## What you need to do
Please report each line in the records below that contains the word "Find". Count a line only when the capitalization matches.
# Data lines start
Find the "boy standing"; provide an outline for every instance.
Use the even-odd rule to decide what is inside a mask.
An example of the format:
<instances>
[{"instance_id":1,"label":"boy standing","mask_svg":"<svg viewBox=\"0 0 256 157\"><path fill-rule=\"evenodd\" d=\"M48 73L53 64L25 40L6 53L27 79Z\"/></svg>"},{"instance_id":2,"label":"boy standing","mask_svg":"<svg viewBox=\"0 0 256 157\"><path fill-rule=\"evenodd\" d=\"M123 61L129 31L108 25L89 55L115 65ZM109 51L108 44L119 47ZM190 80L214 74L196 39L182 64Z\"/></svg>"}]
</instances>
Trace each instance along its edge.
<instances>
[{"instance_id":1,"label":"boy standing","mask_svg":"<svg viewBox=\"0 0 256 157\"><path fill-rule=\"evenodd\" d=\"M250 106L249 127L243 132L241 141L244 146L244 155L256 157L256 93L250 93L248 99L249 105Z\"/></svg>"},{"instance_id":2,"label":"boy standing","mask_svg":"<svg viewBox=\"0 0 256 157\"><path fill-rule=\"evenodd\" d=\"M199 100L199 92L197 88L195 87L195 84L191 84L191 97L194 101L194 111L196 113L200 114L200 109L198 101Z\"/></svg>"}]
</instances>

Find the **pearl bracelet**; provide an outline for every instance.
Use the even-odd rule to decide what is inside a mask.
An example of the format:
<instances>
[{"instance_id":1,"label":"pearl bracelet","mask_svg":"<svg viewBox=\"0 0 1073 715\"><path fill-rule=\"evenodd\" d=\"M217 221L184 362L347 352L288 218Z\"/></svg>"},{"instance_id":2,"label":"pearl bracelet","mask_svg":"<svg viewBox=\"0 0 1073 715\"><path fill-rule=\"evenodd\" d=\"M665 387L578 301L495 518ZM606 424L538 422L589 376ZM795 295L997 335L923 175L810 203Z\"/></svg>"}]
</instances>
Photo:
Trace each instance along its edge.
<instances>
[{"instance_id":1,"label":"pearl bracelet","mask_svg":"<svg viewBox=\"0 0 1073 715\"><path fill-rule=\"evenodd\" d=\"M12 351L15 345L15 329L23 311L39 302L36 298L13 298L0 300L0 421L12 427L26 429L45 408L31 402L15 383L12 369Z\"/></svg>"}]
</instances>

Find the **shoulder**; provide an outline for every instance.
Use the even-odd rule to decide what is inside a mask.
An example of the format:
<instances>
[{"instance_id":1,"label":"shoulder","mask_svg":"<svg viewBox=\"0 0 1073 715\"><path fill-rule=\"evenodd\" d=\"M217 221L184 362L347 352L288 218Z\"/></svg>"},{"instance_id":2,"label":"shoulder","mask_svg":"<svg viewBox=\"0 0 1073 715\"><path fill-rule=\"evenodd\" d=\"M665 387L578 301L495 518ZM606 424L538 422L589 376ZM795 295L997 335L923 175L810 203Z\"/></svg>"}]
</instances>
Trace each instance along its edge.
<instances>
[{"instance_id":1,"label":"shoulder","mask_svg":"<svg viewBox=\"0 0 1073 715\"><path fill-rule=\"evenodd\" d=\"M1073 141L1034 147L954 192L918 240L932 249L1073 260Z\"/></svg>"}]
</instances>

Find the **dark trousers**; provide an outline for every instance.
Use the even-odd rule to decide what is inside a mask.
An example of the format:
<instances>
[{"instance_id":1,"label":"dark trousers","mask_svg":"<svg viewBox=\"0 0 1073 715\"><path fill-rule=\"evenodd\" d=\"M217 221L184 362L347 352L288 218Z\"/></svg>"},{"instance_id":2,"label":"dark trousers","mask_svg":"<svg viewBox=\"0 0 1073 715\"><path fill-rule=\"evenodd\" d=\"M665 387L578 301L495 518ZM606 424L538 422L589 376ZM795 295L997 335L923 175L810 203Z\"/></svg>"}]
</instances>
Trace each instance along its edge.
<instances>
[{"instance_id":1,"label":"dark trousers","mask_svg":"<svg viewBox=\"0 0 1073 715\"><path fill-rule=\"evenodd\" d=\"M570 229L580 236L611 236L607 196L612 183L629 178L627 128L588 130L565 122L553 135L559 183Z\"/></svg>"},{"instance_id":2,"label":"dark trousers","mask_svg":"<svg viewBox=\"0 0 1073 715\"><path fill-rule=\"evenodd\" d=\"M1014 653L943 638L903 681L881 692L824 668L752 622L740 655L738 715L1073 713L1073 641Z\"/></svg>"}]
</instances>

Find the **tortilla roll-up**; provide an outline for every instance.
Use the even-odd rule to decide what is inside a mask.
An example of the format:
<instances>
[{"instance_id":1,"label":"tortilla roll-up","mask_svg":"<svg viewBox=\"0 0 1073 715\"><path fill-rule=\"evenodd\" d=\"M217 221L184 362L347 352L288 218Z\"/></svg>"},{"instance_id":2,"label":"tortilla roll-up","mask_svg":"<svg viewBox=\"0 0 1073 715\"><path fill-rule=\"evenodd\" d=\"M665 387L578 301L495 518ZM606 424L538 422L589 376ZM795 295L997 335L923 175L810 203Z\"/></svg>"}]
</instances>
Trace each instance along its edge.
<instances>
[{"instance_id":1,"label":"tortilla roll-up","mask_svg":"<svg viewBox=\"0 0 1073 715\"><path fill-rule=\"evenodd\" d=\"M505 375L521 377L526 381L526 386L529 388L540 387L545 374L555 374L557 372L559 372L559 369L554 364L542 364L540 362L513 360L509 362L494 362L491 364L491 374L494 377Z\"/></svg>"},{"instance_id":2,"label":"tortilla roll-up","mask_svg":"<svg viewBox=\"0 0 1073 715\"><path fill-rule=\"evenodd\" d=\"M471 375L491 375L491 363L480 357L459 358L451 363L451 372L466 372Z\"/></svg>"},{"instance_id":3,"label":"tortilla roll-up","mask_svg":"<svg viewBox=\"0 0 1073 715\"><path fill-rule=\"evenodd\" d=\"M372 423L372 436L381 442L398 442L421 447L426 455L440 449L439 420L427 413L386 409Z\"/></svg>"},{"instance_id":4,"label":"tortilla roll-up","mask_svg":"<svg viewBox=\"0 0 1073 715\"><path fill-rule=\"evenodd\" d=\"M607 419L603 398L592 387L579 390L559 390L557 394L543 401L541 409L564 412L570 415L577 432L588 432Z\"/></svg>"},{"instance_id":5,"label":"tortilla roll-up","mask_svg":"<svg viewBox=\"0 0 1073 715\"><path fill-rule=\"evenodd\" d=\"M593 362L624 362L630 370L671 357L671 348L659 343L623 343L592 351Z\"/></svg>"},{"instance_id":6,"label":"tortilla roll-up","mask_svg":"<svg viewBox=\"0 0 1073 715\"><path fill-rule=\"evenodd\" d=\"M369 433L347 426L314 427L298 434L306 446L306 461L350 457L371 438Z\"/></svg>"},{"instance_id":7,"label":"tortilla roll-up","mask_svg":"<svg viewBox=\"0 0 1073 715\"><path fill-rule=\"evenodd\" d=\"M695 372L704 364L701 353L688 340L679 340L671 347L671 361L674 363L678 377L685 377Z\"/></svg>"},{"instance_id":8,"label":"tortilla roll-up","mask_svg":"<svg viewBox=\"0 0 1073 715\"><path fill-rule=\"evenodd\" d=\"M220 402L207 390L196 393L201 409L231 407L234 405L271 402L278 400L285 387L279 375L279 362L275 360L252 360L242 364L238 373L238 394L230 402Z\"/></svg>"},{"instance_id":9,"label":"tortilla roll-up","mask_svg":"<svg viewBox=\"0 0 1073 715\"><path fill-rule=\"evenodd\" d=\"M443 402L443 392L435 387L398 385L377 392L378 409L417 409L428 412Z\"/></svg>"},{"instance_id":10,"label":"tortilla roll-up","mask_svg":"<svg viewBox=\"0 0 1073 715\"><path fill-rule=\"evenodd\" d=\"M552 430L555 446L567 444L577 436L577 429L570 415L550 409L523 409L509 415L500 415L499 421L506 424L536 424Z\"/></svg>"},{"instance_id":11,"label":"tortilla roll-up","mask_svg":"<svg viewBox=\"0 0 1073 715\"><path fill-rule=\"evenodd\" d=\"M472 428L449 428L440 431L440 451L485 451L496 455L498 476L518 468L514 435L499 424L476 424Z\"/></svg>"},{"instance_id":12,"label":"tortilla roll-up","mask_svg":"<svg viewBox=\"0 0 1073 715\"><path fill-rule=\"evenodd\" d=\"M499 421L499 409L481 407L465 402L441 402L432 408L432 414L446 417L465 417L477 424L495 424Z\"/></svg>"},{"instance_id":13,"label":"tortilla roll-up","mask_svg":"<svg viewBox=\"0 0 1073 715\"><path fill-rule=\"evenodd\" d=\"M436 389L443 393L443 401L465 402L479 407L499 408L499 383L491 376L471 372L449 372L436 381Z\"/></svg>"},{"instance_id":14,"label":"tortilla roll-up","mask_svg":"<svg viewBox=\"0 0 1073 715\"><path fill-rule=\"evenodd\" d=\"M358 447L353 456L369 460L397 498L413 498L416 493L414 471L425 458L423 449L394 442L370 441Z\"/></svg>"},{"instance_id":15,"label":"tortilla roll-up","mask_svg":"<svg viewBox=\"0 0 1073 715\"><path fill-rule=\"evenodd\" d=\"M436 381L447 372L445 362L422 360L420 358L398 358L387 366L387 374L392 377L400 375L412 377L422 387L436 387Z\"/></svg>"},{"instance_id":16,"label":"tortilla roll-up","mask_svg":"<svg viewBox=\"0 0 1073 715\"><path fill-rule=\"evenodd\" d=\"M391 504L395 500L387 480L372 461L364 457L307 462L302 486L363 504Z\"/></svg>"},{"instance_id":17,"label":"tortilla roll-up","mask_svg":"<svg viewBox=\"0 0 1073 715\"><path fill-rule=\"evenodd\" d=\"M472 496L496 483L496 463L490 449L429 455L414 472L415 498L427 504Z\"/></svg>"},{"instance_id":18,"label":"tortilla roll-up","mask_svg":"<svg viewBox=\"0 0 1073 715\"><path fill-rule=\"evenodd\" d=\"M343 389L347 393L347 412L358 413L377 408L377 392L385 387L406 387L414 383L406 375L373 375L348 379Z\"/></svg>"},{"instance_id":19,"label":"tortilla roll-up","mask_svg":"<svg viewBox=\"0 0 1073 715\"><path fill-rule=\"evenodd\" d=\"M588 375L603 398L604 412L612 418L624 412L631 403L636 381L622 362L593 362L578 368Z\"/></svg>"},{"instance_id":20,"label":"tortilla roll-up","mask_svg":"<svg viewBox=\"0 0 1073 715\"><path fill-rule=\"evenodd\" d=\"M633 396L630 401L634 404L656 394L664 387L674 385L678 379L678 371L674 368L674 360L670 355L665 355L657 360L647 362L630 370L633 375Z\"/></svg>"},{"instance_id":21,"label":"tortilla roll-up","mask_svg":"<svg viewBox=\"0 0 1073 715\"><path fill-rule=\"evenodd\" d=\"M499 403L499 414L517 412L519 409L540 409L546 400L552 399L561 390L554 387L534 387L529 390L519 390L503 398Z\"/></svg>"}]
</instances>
# Data lines end
## Result
Find the "boy standing"; provide an outline for every instance.
Find the **pearl bracelet**; provide an outline for every instance.
Find the **shoulder**; provide an outline for every instance.
Find the **dark trousers**; provide an outline for every instance.
Find the **tortilla roll-up**; provide an outline for every instance.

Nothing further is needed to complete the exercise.